What technology would I be better off without?

Honestly, that’s a tough one for me. I come from a time before transistors, before solid-state circuit boards, before space travel, before instant information at your fingertips. I’ve watched the world reinvent itself over and over again — and I lived the “before” version of almost everything.
Cars didn’t always start. You pumped the gas pedal, turned the key, and hoped the engine felt like cooperating. Cold mornings were a coin toss. Batteries died constantly. You learned patience and a little mechanical skill because you had no choice.
We used phone booths — real ones — with glass doors, sticky floors, and phone books thicker than a brick chained to the wall. Tolls? You handed coins to a real person, got a smile, maybe a short conversation. Human interaction wasn’t optional; it was part of everyday life.
We had maybe twenty TV channels, half fuzzy depending on the antenna. Kids walked miles to school without a parent watching a tracking app. You came home when the streetlights came on, and if you didn’t, your mother leaned out the front door and yelled your name like a town crier.
And if you had a question about anything, you didn’t “look it up.”
You called your father.
You asked a neighbor.
Or you went to the library and hoped the book you needed wasn’t already checked out.
Doctors, lawyers, and accountants were the only experts you depended on. There were no online gurus giving medical advice, financial predictions, or life coaching.
Yes, there was crime, drugs, and the underworld — but that’s where it stayed. It wasn’t mainstream, broadcast, celebrated, or normalized the way it is now.

**Prompt 1**
In the essay on life before modern technology, can you copy everything from "You asked a" down to "or life coaching.", substituting "teacher" for "neighbor"?
**Prompt 2**
Which professions does the essay on life before modern technology name as the only experts people depended on?
**Prompt 3**
Can you carry the essay on life before modern technology forward from its final sentence?

Saved entries
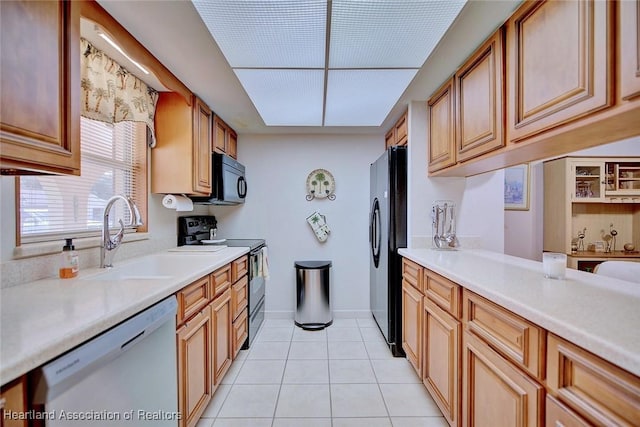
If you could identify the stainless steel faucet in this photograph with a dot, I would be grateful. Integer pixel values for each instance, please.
(111, 244)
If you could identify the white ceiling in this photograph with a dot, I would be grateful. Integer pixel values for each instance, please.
(174, 32)
(326, 62)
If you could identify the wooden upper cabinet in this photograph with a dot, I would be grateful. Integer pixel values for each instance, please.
(441, 114)
(40, 87)
(182, 157)
(225, 139)
(202, 125)
(629, 54)
(559, 64)
(479, 100)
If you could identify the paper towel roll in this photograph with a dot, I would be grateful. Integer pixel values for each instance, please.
(179, 203)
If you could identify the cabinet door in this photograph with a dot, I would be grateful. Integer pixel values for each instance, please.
(40, 86)
(494, 392)
(401, 130)
(559, 56)
(412, 325)
(587, 181)
(202, 147)
(222, 351)
(219, 135)
(232, 144)
(441, 113)
(441, 369)
(479, 100)
(629, 36)
(194, 367)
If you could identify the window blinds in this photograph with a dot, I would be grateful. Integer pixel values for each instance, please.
(113, 162)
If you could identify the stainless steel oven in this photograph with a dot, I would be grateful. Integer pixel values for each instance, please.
(193, 230)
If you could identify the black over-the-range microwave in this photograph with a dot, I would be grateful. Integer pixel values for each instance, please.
(228, 184)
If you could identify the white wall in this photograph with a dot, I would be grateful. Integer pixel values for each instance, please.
(479, 199)
(276, 210)
(162, 229)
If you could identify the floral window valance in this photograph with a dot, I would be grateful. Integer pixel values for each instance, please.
(112, 94)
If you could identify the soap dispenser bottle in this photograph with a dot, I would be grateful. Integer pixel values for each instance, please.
(68, 261)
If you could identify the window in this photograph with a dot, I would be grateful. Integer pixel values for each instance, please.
(114, 161)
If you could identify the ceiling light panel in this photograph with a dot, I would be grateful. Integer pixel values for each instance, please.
(268, 33)
(285, 97)
(388, 33)
(363, 97)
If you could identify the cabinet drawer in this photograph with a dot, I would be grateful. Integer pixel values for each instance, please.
(412, 273)
(239, 268)
(515, 338)
(443, 292)
(239, 296)
(597, 390)
(192, 298)
(240, 331)
(220, 280)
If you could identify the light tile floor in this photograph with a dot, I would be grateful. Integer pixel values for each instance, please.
(343, 376)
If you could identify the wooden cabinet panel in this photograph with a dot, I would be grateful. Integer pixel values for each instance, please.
(443, 292)
(412, 325)
(400, 130)
(40, 86)
(194, 367)
(221, 335)
(239, 296)
(182, 157)
(597, 390)
(558, 415)
(13, 398)
(550, 87)
(220, 280)
(192, 299)
(441, 114)
(441, 366)
(240, 331)
(515, 338)
(495, 393)
(629, 53)
(202, 147)
(412, 273)
(479, 100)
(239, 268)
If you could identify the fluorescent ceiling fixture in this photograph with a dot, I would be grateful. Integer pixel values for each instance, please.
(385, 34)
(285, 97)
(326, 62)
(363, 97)
(268, 33)
(119, 49)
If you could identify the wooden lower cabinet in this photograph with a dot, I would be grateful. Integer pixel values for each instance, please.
(441, 355)
(494, 392)
(558, 415)
(221, 336)
(595, 389)
(412, 325)
(194, 367)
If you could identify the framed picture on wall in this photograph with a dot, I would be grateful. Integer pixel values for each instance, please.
(516, 188)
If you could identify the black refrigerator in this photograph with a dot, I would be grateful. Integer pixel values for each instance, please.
(388, 233)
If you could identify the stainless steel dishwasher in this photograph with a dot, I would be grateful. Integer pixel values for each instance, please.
(124, 377)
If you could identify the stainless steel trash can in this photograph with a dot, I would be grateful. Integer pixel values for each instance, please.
(313, 308)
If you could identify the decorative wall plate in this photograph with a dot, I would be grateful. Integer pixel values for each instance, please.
(320, 184)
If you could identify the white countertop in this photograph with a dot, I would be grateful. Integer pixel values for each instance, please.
(41, 320)
(597, 313)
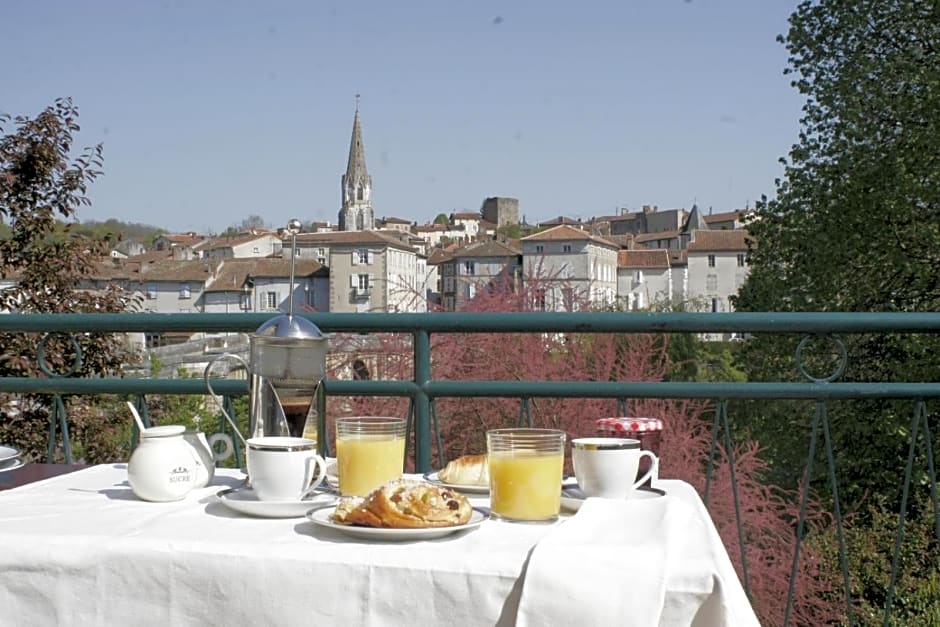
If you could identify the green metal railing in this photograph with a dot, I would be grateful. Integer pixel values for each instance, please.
(423, 389)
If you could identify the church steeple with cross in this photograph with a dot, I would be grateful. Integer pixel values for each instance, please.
(356, 213)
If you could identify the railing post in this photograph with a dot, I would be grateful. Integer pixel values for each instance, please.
(422, 346)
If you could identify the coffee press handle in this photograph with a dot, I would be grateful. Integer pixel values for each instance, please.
(653, 469)
(205, 376)
(320, 474)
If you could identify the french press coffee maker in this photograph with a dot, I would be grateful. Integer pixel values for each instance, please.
(287, 362)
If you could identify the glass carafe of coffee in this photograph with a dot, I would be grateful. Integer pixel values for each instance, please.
(287, 362)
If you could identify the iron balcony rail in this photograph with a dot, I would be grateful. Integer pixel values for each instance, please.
(423, 388)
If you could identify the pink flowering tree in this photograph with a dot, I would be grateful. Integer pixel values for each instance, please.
(766, 512)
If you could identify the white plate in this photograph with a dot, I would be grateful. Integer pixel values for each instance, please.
(245, 501)
(11, 464)
(432, 477)
(7, 453)
(572, 497)
(324, 518)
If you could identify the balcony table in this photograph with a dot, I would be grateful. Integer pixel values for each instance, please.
(81, 549)
(31, 473)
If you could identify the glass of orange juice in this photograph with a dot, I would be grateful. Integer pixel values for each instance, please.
(525, 473)
(369, 452)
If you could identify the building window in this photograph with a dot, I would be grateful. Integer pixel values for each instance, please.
(360, 371)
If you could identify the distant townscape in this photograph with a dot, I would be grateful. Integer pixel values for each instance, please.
(675, 258)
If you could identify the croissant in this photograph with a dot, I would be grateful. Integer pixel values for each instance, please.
(466, 470)
(405, 504)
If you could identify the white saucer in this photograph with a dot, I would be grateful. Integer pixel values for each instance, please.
(7, 453)
(11, 464)
(572, 497)
(324, 518)
(245, 501)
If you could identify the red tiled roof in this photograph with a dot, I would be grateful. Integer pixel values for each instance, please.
(565, 232)
(652, 237)
(485, 248)
(643, 258)
(342, 238)
(727, 216)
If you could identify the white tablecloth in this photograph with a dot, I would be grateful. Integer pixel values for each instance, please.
(80, 549)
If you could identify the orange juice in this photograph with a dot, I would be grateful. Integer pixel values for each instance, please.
(364, 462)
(525, 485)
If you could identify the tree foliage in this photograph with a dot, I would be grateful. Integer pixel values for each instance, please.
(854, 226)
(463, 422)
(40, 185)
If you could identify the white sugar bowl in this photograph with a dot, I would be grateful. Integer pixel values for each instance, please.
(162, 467)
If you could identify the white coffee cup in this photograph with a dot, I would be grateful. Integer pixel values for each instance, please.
(607, 467)
(283, 468)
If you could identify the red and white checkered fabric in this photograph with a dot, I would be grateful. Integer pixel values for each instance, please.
(629, 425)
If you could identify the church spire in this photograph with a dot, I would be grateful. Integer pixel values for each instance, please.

**Task answer 1**
You asked a teacher.
Or you went to the library and hoped the book you needed wasn’t already checked out.
Doctors, lawyers, and accountants were the only experts you depended on. There were no online gurus giving medical advice, financial predictions, or life coaching.

**Task answer 2**
Doctors, lawyers, and accountants.

**Task answer 3**
Here’s the part I really want to say:
I feel lucky that I lived long enough to survive just fine without any of today’s technology. I know how things work. I can drive somewhere without GPS. I can fix something that breaks instead of throwing it out. I can talk to strangers face-to-face without hesitation. I can navigate life without needing a device to guide me through every step.
And because I lived that way, technology feels like a blessing, not an entitlement. I appreciate it in a way younger people simply can’t — because they’ve never had to go without it. I know both worlds, and that perspective is something I wouldn’t trade for anything.
So when someone asks me what technology I’d be better off without… honestly, none of it. I’ve lived through the “before,” and I know how good we actually have it now. Even the annoying parts are still improvements.
If I’d toss anything, it would be the tech that replaces real human connection — the scrolling, the noise, the digital drama. But the rest? It’s made my life easier, safer, and richer.
I’ve lived in two completely different worlds, and here’s the truth:
Technology isn’t the problem.
Forgetting how to be human — and how to live without it — is.